Selected text:

## FT816 Floating Point Accelerator

Robert Finch - rob<remove>@finitron.ca

## Overview:

FT816 floating point accelerator consists of two ninety-six bit floating point accumulators between which floating point or fixed point operations occur. Basicoperations include ADD, SUB, MUL, DIV, FIX2FLT, FLT2FIX, SWAP, NEG and ABS. The floating point accumulators operate as a memory mapped device placed by default between \$FEA200 and \$FEA2FF. The floating point accelerator communicates through a byte wide data port and twenty-four bit address port. It was intended for use primarily with smaller byte oriented cpu's like the $65 x x, 68 x x$ series in order to provide them with some floating point capability.

## Floating Point Representation:

The floating point representation is triple precision ( $3 x$ a 32 bit float) and consists of a 16 bit exponent, and eighty bit mantissa. Note that the representation is a non-standard one. The mantissa is represented as a two complement number. The mantissa has one binary digit before the decimal point. The exponent is also represented as a two's complement number but with an inverted sign bit.

Extracted material:

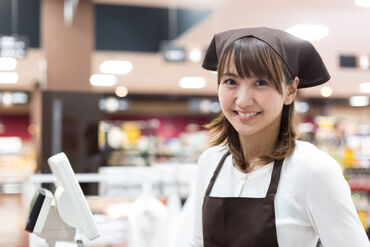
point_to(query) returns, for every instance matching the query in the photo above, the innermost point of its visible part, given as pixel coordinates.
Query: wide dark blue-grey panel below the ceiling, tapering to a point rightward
(132, 28)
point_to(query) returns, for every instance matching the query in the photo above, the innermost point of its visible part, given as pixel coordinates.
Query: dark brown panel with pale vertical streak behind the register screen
(65, 124)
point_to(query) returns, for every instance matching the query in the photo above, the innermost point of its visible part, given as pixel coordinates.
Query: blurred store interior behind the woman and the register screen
(118, 86)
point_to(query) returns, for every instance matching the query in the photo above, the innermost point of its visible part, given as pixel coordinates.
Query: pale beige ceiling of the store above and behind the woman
(348, 25)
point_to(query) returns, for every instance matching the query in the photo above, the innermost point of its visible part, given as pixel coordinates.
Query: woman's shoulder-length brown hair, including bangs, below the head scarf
(253, 57)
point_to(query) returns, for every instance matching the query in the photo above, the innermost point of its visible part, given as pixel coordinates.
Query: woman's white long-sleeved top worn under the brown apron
(313, 199)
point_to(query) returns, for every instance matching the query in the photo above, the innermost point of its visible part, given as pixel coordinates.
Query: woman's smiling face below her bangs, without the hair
(252, 105)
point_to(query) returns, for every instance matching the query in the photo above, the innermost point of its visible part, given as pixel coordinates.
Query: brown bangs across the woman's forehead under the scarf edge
(253, 57)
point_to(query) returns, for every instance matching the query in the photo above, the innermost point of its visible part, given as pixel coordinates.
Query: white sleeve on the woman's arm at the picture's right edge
(330, 207)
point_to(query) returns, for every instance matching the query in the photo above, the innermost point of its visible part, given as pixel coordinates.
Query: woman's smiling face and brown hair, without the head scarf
(254, 84)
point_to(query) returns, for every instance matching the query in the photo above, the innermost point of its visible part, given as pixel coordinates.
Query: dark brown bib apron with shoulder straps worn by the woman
(240, 222)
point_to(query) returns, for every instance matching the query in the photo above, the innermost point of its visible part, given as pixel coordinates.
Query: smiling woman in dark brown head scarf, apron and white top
(258, 185)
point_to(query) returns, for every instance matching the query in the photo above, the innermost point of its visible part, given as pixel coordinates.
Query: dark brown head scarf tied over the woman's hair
(299, 55)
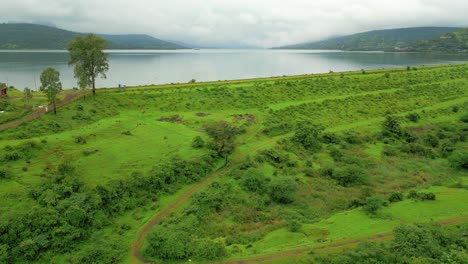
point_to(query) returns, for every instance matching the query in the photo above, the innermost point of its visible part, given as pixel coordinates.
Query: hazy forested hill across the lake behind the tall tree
(32, 36)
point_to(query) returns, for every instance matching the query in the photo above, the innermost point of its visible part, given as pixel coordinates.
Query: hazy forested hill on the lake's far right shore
(382, 40)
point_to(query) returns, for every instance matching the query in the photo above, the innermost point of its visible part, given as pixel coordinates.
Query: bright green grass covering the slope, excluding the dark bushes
(355, 103)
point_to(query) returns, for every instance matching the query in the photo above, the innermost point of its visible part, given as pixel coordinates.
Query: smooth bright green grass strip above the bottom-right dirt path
(355, 224)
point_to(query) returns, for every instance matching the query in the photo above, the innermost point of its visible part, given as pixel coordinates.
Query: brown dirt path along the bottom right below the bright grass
(354, 242)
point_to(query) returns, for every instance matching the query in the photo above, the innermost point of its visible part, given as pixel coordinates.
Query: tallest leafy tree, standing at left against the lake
(89, 60)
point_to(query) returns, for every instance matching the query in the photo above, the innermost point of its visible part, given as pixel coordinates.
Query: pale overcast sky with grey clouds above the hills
(262, 23)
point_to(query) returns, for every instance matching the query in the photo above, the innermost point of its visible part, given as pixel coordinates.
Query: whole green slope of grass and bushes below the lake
(284, 163)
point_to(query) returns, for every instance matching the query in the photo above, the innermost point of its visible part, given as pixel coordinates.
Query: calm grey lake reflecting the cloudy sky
(140, 67)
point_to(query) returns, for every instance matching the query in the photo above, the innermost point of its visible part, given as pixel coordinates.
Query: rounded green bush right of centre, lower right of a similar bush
(283, 190)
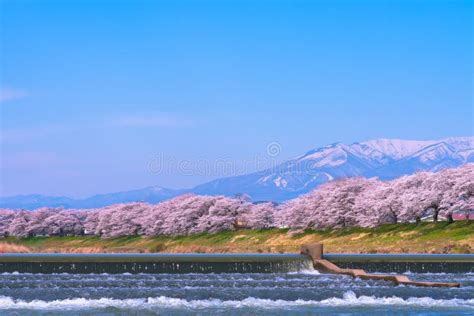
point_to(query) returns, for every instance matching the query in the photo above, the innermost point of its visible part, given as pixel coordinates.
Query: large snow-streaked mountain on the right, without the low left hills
(382, 158)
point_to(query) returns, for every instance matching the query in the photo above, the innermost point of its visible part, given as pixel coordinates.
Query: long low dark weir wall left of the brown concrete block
(153, 263)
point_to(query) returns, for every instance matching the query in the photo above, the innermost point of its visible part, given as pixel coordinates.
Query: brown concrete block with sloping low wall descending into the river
(315, 251)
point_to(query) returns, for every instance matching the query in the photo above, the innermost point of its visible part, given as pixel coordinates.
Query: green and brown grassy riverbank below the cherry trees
(394, 238)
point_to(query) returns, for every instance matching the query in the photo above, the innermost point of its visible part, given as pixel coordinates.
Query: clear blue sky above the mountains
(92, 91)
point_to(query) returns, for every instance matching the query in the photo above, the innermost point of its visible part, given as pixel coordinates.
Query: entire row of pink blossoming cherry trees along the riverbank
(341, 203)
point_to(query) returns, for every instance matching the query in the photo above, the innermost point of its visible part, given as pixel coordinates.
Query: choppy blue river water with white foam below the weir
(300, 292)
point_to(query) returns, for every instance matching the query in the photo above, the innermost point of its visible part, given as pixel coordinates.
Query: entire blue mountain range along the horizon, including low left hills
(382, 158)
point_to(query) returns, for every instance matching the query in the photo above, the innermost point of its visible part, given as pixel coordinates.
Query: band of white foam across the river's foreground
(349, 299)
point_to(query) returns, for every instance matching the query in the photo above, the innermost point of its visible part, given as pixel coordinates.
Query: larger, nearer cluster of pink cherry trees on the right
(369, 202)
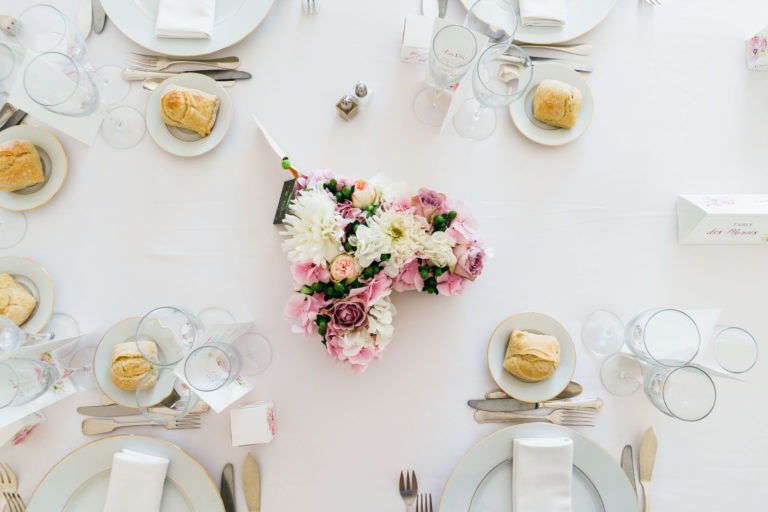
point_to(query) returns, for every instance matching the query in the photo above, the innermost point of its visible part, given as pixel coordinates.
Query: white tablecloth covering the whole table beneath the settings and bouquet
(585, 226)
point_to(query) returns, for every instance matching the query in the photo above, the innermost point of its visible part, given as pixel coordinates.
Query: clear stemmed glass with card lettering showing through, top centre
(453, 50)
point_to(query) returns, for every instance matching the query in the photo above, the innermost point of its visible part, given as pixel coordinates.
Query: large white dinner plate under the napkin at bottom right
(482, 477)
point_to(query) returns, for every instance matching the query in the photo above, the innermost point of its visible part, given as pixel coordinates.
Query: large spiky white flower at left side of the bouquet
(313, 228)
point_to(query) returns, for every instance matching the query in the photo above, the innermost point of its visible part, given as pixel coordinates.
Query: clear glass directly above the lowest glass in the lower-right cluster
(665, 337)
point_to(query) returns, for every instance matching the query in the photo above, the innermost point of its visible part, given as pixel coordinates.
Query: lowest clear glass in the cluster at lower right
(686, 393)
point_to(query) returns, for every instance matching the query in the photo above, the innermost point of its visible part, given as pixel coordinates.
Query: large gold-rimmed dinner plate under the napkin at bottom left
(78, 482)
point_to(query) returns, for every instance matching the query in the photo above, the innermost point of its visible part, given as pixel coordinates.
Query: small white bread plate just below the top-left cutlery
(178, 141)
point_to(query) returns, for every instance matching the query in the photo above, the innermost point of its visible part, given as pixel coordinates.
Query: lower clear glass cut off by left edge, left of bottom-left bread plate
(24, 380)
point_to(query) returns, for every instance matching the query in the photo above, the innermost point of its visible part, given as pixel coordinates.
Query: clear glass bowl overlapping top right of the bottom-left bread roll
(173, 329)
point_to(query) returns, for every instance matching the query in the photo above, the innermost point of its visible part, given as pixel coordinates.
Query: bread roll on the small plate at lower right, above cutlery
(532, 357)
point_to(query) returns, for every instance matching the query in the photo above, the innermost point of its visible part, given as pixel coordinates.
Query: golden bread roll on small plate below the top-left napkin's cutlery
(189, 108)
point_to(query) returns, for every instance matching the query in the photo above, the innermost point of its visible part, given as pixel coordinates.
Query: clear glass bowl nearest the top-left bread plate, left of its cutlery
(62, 85)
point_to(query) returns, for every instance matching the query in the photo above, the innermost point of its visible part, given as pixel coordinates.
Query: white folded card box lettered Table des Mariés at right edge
(722, 219)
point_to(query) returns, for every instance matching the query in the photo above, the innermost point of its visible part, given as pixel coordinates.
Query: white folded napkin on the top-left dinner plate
(188, 19)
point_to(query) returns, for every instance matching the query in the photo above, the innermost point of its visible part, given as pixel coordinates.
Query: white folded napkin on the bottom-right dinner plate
(541, 475)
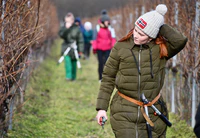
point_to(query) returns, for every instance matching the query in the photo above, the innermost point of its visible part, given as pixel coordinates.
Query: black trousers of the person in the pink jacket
(102, 58)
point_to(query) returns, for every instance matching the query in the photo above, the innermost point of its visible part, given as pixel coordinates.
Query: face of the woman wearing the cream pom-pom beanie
(140, 37)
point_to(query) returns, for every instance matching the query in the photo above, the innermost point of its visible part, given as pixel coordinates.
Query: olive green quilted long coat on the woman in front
(134, 70)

Task to carry out:
Can you carry the FT816 floating point accelerator description on past its last sentence, the one about the exponent's inverted sign bit?

Exercise output:
| 95 | 80 | 79 |
| :--- | :--- | ---: |
| SEEEEEEEEEEEEEEE | SM.MMMMMM.........MMMMMMMM |  |

## Range

Exponent ranges from -32768 to +32767 . The range is represented based at zero.

| SEEEEEE... <br> field | Exponent |  |  |
| :---: | :--- | :--- | :--- |
| FFFF | 32767 | maximum exponent |  |
| $\ldots$ |  |  |  |
| 8000 | 0 |  |  |
| $\ldots$ |  |  |  |
| 0000 | -32768 | minimum exponent |  |

There are 79 bits in the mantissa plus a sign bit. So the range is $-2^{\wedge} 79$ to $+2^{\wedge} 79$ (approximately 24 digits of precision). The mantissa is represented in two's complement form.

## Operations Supported

Floating point calculations are performed by loading the floating point accumulators with values then setting an operation code in a command register.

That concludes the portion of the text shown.